■ **Task prompt**:
Could you retype all of the records exactly, leaving out every picture?

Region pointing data
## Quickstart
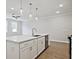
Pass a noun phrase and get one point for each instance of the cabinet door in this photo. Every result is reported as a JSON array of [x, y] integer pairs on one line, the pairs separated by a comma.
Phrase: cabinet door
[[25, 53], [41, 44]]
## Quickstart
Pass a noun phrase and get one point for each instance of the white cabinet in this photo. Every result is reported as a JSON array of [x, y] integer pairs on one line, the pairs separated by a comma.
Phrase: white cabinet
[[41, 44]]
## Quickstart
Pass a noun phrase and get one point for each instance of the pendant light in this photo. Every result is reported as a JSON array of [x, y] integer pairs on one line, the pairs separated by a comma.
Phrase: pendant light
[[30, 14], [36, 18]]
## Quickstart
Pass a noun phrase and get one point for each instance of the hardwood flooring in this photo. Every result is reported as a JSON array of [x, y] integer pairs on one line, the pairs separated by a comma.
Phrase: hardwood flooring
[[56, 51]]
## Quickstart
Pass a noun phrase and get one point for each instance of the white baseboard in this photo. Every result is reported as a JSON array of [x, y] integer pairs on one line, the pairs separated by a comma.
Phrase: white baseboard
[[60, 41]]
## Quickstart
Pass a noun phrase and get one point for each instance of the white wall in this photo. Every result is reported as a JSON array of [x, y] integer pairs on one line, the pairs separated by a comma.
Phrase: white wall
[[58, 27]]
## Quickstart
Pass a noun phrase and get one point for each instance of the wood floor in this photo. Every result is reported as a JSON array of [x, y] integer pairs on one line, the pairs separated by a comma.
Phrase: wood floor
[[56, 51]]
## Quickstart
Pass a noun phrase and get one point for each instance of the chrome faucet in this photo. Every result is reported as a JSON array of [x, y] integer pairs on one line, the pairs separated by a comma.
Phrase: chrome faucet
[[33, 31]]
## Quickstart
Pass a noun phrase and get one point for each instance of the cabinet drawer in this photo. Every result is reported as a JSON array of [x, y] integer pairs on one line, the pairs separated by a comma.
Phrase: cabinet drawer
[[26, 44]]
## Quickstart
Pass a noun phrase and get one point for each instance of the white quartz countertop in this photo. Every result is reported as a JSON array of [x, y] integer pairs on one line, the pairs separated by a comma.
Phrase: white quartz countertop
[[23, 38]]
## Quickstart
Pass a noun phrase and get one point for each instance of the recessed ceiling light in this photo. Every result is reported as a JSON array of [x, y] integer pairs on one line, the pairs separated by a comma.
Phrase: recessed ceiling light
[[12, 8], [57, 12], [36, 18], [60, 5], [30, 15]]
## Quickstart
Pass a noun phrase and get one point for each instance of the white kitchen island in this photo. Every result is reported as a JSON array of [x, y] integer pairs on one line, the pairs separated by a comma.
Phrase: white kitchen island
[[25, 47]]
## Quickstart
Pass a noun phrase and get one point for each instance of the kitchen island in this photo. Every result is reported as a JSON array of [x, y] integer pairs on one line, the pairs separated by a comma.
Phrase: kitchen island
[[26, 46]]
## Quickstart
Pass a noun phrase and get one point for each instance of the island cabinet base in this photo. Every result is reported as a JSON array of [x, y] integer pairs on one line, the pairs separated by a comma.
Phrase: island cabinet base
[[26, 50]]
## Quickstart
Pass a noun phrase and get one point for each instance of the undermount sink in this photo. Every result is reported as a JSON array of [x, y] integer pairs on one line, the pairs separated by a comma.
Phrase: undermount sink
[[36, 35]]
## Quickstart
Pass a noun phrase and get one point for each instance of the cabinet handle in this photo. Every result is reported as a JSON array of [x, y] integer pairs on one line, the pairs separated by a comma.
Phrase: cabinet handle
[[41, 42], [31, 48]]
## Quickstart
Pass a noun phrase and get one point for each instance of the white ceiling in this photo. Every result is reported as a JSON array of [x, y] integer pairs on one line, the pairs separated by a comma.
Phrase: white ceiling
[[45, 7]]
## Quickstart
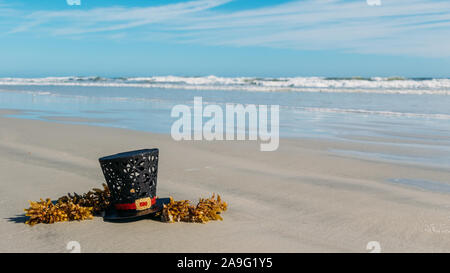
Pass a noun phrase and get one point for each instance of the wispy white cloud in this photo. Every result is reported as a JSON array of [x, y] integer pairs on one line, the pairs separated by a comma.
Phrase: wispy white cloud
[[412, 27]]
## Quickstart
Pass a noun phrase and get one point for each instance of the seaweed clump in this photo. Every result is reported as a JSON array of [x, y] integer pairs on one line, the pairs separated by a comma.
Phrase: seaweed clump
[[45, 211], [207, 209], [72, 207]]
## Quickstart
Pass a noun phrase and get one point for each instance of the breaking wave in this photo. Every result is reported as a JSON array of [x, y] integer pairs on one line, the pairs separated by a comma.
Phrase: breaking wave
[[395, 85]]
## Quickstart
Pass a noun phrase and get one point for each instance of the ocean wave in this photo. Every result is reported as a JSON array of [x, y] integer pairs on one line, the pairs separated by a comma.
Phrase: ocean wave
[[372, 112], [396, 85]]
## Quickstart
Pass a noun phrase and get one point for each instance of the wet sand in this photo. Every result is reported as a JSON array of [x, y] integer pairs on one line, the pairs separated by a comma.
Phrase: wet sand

■ **Result of this exercise**:
## Quickstart
Pass a noun phrase and get one point for each instance of the cabinet door in this photo. Every result is reported as a JSON array of [x, y] integer pairs on one line, the pairs separated by a comma.
Phrase: cabinet door
[[25, 53], [41, 44]]
## Quickstart
Pass a noun phrase and get one point for each instance of the white cabinet in this photo. Every result is reported as a JSON array of [x, y] integer pairs on one line, the pairs separated by a comma.
Phrase: white cabinet
[[41, 44]]
## Quickstart
Pass a noun phrase and get one point for each instance of the pendant light in this photo. Every result is reported as a JSON array of [x, y] integer pairs on one line, the pairs separated by a comma.
Phrase: pendant light
[[30, 14], [36, 18]]
## Quickstart
Pass a noun phrase and get one point for each instance of the hardwood flooring in this photo. Every result is reported as a JSON array of [x, y] integer pairs on one line, the pairs separated by a comma.
Phrase: hardwood flooring
[[56, 51]]
## Quickstart
Pass a noun phrase and get one point for each instance of the white baseboard in this photo. Every result is reported as a JSON array of [x, y] integer pairs on one line, the pairs separated by a comma.
Phrase: white baseboard
[[60, 41]]
## Quickstart
Pass a noun phrase and get one point for each instance of the white wall in this photo. Every result is reported as a JSON array of [x, y] integer pairs on one line, the pairs separated by a comma.
Phrase: white wall
[[58, 27]]
## Quickstart
Pass a noun phrase and get one point for each instance of the wood floor in this photo. Every result is reported as a JSON array of [x, y] integer pairs on one line, the pairs separated by a comma.
Phrase: wood floor
[[56, 51]]
## Quickstart
Pass a noun phrase and get one point for each instance of the chrome faucet in this photo. Every result is reported as a JSON array of [x, y] integer pairs on one line, the pairs separated by a comma.
Phrase: chrome faucet
[[33, 31]]
## Quickstart
Pass a noun phrase and get one point for each instance of the cabinet drawer in this photo. Every result is reported as a JSON array of [x, y] integer pairs on one line, the pairs separated by a comma.
Phrase: cabinet drawer
[[26, 44]]
## Quickstart
Pass a noun phrase and get one point for each instance of the white quartz countertop in this photo. Every result is reported as a JSON array of [x, y] integer pairs on one line, the pairs separated by a comma.
Phrase: white quartz countertop
[[23, 38]]
## Quickstart
Pass a noun phrase and get one point for each instance of the recessed ceiling light in this photo. Every result is reported as a JSON array of [x, y] integer pairs on one line, the pairs separated by a comma.
Phrase: recessed ceiling light
[[12, 8], [57, 12], [36, 18], [60, 5], [30, 15]]
## Quickstart
Pass a noun phrase and get one point for each instance of the white kitchen island in this photo. Every result is reported as a JSON array of [x, y] integer pairs on one line, the pairs separated by a comma.
Phrase: white kitchen island
[[25, 47]]
## Quickstart
Pass a noun phrase and get one point for each instance of the kitchen island in this photo. Every result is reported as a JSON array of [x, y] integer pairs on one line, the pairs separated by a comma.
Phrase: kitchen island
[[26, 46]]
## Quickstart
Pass a noun phrase and get one point for each instance of the island cabinet base in this photo. Every result is reported as a JSON array of [x, y] integer pairs on one line, the pairs separated by a comma.
Phrase: island cabinet base
[[26, 50]]
## Quickstart
Pass a noun phrase and get one point for each instance of the undermount sink in this photo. Every result is reported as a JSON array of [x, y] integer pairs on one line, the pairs separated by a comma.
Phrase: undermount sink
[[36, 35]]
## Quickstart
Pass a noun phrase and get one point for each instance of the cabinet handle in this photo. Every result is reported as a JSON array of [x, y] integer pairs on one line, the pairs separated by a comma.
Phrase: cabinet handle
[[41, 42], [31, 48]]
## Quickstart
Pass a noun phrase and get one point for each instance of the white ceiling in this photo. Every result is reported as a JSON array of [x, y] integer pairs on one line, the pairs separated by a comma.
Phrase: white ceiling
[[45, 7]]
## Quickstart
Pass a noun phrase and get one point for each instance of the wispy white cloud in this photo. Every result is reported as a JSON array of [x, y] integer pairs on one line, the pairs separated by a comma.
Phrase: wispy white cloud
[[412, 27]]
## Quickstart
Pass a noun phrase and get one point for each instance of the seaweed clump in this photo. Every result is reported as a JSON array of [x, y] integer pairs on one line, the pairs separated by a comma.
Phrase: seaweed clump
[[45, 211], [207, 209], [72, 207]]
## Quickstart
Pass a noun phrase and get one point for each instance of the breaking wave in this photo. Every result is reported as a JSON array of [x, y] integer pairs on one line, the pairs separated by a comma.
Phrase: breaking wave
[[395, 85]]
## Quickstart
Pass a noun phrase and get one point for each instance of the ocean wave in this photo. Every result is reported as a JSON array of [x, y] integer pairs on one line, the pairs separated by a comma.
Phrase: ocean wave
[[372, 112], [396, 85]]
## Quickstart
Pass a noun phrase and get one point for each instance of the wet sand in this photo. Every result is reported as a JSON array of [x, y] integer pairs on one line, the pairs separated by a comma.
Phrase: wet sand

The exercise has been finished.